• _DOCUMENTO_
··········

Ter um chão firme onde colocar os pés parece algo simples. E, no entanto, vivemos hoje um tempo em que terras firmes não são algo tão óbvio assim. Em São Paulo as chuvas têm transformado a vida na cidade em um caos e muitas vezes em tragédia. Em Israel, as intensas chuvas deste ano, que não deixam de ser uma bênção, têm gerado também diversos transtornos. Já no Haiti, como todos temos infelizmente acompanhado, a terra tremeu sob os pés de seus habitantes e levou muitas vidas embora.
Os rabinos do Talmud sempre enfatizam que jamais devemos nos esquecer do dia em que saímos do Egito. Ao mesmo tempo em que este foi para nosso povo um cativeiro, quando houve a chance de sair teve quem decidiu ficar, porque pelo menos a terra era firme, havia comida e um teto sob o qual dormir. A opção da liberdade proposta por Deus através de Moisés era tanto motivo de alegria e alívio, quanto de incerteza e medo. Não havia nenhuma garantia que, ao se deixar o Egito, se chegaria a algum lugar melhor.
“E vieram os filhos de Israel para dentro do mar, em terra seca. E as águas estavam para eles como muralhas à direita e à esquerda.” (Êxodo 14:22) Sempre que lemos esta fantástica travessia, vemos a imagem cinematográfica da multidão atravessando duas muralhas de mar. Como deve ter sido esta travessia aos olhos de cada pessoa? E aos olhos de uma criança? Rabi Nehorai nos conta (em Midrash Raba, Beshalach) que quando o povo de Israel entrou no Mar Vermelho, entre eles havia uma mulher que levava seu filho pela mão, e ele chorava muito. Imagino esta criança puxada por sua mãe, chorando, atordoada entre a multidão de gente, carroças e animais, enquanto muralhas de água rugiam ameaçadoras como se pudessem desabar sobre todos a qualquer minuto. Neste momento a mulher estendeu a mão, pegou uma maçã, lavou-a nas águas do mar e a deu ao filho.

··········

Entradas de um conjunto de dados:
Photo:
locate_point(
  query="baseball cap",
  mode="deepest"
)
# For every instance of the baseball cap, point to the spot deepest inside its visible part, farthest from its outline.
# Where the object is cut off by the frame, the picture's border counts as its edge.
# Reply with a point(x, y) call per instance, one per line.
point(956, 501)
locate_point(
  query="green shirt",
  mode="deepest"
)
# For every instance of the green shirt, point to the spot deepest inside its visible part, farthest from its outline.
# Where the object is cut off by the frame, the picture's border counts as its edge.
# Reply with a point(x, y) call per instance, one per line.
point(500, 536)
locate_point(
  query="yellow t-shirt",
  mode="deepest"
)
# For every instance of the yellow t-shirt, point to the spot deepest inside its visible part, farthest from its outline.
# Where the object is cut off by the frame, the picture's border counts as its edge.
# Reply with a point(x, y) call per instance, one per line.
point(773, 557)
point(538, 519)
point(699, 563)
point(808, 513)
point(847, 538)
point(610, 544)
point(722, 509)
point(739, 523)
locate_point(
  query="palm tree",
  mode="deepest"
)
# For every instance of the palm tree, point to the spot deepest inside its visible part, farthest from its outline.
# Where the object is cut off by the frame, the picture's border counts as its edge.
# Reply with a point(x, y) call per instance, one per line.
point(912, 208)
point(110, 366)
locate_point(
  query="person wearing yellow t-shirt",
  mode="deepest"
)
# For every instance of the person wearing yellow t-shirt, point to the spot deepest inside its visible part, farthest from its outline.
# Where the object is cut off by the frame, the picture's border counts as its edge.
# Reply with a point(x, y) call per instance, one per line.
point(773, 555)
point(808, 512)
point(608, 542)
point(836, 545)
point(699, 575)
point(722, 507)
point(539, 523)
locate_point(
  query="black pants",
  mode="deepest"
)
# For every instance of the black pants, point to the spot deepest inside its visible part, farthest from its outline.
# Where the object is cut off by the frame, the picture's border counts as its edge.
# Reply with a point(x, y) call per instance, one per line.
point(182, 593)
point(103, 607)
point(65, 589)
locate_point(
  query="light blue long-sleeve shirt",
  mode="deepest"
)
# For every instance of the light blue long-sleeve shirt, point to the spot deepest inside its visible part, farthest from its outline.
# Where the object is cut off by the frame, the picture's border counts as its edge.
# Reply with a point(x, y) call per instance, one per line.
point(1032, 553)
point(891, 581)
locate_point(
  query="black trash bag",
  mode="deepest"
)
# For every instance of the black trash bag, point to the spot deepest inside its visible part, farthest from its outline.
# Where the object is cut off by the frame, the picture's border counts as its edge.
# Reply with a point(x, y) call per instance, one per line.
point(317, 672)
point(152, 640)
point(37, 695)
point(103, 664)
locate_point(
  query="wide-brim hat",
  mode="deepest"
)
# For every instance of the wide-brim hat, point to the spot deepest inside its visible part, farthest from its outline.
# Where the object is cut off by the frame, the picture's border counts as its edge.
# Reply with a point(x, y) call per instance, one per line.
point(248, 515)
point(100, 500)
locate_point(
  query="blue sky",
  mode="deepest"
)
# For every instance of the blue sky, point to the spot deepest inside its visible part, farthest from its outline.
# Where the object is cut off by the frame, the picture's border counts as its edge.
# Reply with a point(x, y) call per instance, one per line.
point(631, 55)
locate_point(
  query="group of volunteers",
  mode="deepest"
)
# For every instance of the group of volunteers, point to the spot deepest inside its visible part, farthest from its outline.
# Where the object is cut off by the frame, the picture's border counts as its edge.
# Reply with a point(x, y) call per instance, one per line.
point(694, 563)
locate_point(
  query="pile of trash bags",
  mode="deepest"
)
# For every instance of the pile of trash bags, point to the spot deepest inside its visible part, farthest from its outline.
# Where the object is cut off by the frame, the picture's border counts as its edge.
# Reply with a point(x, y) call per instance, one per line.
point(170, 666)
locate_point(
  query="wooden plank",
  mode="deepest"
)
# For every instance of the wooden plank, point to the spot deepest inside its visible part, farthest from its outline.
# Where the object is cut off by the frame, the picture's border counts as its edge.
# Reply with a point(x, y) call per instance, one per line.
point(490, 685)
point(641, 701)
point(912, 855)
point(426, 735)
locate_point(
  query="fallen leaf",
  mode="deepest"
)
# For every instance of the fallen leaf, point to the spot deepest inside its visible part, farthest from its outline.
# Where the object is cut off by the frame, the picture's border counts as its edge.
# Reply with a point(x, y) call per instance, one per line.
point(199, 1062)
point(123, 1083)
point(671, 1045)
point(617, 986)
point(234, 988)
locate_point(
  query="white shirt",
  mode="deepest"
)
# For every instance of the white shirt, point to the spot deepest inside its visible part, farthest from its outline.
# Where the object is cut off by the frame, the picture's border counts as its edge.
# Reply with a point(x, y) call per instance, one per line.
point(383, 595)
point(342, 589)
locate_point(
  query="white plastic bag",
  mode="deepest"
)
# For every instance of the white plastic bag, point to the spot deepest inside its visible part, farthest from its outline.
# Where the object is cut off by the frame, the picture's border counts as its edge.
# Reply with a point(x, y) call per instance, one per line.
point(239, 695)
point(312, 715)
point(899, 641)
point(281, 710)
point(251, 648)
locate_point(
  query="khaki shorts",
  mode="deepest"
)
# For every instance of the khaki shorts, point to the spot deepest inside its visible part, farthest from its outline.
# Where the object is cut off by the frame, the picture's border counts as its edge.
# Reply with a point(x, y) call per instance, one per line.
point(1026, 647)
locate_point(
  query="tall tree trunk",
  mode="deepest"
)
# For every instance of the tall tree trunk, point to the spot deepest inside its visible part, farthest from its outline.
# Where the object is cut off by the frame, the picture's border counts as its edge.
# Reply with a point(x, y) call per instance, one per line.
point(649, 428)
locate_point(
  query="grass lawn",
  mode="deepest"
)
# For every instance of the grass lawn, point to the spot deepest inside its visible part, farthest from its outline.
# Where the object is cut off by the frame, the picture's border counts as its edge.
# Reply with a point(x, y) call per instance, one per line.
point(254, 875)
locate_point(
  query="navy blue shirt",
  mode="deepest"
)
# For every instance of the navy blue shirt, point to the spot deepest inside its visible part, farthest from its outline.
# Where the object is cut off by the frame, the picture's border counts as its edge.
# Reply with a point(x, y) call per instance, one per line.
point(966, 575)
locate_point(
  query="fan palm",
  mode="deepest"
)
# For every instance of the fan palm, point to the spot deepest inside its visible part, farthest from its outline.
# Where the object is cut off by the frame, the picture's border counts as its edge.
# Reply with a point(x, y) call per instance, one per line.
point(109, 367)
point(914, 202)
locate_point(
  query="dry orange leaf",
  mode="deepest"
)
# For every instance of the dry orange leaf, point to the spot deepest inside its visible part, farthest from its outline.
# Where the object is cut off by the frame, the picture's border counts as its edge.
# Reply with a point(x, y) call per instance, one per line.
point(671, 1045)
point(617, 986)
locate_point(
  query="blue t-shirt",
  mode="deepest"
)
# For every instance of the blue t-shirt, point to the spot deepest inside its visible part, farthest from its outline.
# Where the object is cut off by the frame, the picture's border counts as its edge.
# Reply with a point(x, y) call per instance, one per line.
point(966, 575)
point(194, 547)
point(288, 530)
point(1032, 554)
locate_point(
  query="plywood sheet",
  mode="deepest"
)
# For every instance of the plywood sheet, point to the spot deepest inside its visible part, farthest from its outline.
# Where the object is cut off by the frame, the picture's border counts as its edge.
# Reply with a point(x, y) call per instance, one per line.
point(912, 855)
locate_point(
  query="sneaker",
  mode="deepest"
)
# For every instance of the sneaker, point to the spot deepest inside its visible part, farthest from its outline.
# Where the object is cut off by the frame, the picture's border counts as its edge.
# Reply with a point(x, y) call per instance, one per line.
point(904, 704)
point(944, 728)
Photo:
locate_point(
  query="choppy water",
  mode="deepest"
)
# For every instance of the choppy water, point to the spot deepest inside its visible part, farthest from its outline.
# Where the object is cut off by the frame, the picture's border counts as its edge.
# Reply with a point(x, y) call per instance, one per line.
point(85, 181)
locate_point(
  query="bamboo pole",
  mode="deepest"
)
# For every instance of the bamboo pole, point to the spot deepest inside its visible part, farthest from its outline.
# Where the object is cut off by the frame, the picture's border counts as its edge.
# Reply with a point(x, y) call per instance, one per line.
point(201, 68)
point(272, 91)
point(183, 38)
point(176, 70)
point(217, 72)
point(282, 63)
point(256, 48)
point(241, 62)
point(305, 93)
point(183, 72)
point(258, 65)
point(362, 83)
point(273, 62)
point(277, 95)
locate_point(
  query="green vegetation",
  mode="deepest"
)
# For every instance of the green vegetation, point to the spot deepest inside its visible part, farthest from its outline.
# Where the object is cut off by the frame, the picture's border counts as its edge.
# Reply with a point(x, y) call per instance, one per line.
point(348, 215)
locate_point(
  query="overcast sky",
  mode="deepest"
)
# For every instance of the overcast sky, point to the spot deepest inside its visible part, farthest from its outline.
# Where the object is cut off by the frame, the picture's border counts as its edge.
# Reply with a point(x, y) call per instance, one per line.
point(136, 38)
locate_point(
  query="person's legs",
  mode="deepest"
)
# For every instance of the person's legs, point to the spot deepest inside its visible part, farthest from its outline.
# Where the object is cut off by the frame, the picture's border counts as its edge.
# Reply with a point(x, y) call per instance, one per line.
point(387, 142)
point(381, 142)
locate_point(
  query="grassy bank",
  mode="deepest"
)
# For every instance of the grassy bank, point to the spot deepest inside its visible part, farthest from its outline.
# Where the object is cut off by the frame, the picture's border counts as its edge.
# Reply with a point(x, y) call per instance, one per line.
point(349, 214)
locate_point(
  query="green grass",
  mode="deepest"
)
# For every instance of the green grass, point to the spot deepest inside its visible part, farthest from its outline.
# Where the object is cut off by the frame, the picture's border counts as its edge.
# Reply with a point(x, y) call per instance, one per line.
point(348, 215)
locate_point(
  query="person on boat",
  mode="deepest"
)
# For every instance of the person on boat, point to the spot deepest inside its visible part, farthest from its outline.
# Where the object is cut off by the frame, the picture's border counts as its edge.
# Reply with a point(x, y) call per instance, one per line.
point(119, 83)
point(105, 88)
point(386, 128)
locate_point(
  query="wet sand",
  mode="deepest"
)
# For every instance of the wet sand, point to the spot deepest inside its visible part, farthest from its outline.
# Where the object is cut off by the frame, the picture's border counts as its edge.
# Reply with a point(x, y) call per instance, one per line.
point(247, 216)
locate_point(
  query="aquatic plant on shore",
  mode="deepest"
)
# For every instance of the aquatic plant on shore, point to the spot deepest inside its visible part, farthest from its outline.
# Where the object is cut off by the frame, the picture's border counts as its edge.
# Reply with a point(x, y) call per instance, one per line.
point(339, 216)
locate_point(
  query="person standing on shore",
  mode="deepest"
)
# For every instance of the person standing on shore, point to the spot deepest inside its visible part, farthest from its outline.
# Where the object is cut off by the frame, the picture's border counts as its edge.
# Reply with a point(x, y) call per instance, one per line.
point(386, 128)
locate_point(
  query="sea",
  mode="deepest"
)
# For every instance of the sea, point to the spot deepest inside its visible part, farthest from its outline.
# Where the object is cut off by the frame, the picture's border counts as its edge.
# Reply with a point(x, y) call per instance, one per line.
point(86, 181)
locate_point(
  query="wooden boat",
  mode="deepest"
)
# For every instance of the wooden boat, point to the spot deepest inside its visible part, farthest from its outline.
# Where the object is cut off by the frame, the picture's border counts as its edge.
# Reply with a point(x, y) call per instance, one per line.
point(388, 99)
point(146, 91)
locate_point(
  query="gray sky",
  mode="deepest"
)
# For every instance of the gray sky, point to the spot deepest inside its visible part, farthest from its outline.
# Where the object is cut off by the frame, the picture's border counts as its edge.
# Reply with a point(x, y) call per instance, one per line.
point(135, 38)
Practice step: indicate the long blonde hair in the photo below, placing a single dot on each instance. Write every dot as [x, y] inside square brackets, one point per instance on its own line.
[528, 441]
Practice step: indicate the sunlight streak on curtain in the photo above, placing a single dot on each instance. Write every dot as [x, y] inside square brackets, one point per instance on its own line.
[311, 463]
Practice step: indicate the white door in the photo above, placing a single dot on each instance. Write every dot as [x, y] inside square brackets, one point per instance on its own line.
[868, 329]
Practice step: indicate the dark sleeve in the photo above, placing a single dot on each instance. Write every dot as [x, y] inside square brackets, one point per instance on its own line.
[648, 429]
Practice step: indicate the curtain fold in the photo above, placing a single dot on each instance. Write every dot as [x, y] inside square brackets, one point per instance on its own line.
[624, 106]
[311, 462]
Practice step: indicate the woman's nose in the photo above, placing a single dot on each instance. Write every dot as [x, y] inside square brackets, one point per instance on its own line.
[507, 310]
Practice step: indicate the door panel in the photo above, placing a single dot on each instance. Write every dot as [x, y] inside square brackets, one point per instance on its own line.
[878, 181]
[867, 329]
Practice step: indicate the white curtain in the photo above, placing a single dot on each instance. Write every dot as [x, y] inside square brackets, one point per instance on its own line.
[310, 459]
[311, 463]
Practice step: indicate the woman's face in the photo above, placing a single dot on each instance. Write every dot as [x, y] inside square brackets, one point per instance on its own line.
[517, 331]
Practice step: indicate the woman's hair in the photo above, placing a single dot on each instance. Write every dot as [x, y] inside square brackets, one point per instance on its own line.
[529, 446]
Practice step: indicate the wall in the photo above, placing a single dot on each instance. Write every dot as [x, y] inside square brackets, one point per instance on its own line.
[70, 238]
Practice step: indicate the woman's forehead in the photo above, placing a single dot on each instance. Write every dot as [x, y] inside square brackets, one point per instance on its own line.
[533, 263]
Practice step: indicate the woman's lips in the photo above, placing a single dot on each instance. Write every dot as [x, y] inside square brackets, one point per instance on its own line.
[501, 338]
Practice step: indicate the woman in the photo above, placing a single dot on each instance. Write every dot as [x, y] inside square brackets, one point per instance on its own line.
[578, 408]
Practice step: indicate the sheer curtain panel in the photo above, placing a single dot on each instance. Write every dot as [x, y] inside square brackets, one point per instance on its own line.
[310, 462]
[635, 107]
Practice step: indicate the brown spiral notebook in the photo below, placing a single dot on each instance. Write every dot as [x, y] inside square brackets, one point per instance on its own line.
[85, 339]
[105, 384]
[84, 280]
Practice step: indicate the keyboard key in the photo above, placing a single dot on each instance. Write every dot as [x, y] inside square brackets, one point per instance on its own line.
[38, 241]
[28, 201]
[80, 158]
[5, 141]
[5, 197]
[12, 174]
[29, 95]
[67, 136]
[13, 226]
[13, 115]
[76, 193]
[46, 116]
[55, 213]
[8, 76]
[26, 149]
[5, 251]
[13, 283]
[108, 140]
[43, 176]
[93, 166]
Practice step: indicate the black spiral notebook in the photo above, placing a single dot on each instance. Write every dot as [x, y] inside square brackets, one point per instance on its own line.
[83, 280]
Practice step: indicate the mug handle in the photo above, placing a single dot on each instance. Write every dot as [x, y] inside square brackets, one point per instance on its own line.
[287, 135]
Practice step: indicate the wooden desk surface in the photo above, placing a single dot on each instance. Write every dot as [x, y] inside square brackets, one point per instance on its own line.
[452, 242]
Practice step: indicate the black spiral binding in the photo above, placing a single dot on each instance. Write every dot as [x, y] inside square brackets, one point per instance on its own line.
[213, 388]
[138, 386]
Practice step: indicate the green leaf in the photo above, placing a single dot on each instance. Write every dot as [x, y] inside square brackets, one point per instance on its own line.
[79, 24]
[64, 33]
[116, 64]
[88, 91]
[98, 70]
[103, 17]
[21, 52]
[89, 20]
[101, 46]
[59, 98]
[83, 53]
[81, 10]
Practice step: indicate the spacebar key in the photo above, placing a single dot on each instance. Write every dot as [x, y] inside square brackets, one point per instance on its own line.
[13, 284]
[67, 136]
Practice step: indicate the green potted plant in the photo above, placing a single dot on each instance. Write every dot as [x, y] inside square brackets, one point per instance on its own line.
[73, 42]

··········

• _LISTA DE TAREFAS_
a) Responda com base na reflexão sobre terra firme:
(i) O que aconteceu no Haiti, segundo o texto?
(ii) Qual versículo bíblico é citado?
(iii) O que a mulher fez com a maçã antes de entregá-la ao filho?
b) Prossiga a reflexão sobre terra firme a partir da última frase apresentada.
As entradas são material à parte, sem relação com a reflexão sobre terra firme.

• _RESPOSTAS DO EXERCÍCIO_
a)
(i) A terra tremeu sob os pés de seus habitantes e levou muitas vidas embora.
(ii) Êxodo 14:22.
(iii) Lavou-a nas águas do mar.

b)
Recordo-me de uma história que me foi contada por um sobrevivente da Shoá. Aproximava-se o final da Segunda Guerra Mundial. Ariê estava em um campo de concentração. Ele e um companheiro carregavam um panelão de sopa para os internos quando a força aérea americana sobrevoou o campo e passou a bombardeá-lo. Em meio à chuva de bombas, seu amigo, assustado, correu para o galpão e escondeu-se sob a mesa da cozinha. Ariê decidiu agir diferente: sentou-se e começou a comer a sopa do panelão. “Naquele momento eu estava morrendo de medo, mas também de fome. Então pensei: Se morrer, pelo menos que seja de barriga cheia”, comentou comigo. Ariê não só sobreviveu, como logo depois deixou o campo com os demais sobreviventes, participou da chamada Marcha da Morte e enfrentou inúmeras outras situações de perigo. Alguns anos depois chegou ao Brasil, reconstruiu sua vida e contou sua história.
As manchetes dos jornais nos contam que foram encerrados os serviços de resgate após o terrível terremoto no Haiti, e que aos poucos seus habitantes reconstroem suas vidas. Em meio à destruição e às ameaças de novos tremores de terra, as equipes de auxílio de Israel se destacaram pelo modo como salvaram pessoas dos escombros, por seus sofisticados hospitais de campanha e pelo calor humano, relatado tanto por haitianos quanto pelas equipes dos demais países. Eles não eram capazes de conter as forças da natureza como Deus um dia conteve as águas do Mar Vermelho, mas os israelenses estenderam a mão aos haitianos com o mesmo carinho e presença que aquela mãe estendeu uma maçã ao filho. Eles ajudaram a cada haitiano que puderam, cumprindo à risca o que nos ensinaram os rabinos do Talmud: “Quem salva uma vida é como se salvasse o mundo inteiro”.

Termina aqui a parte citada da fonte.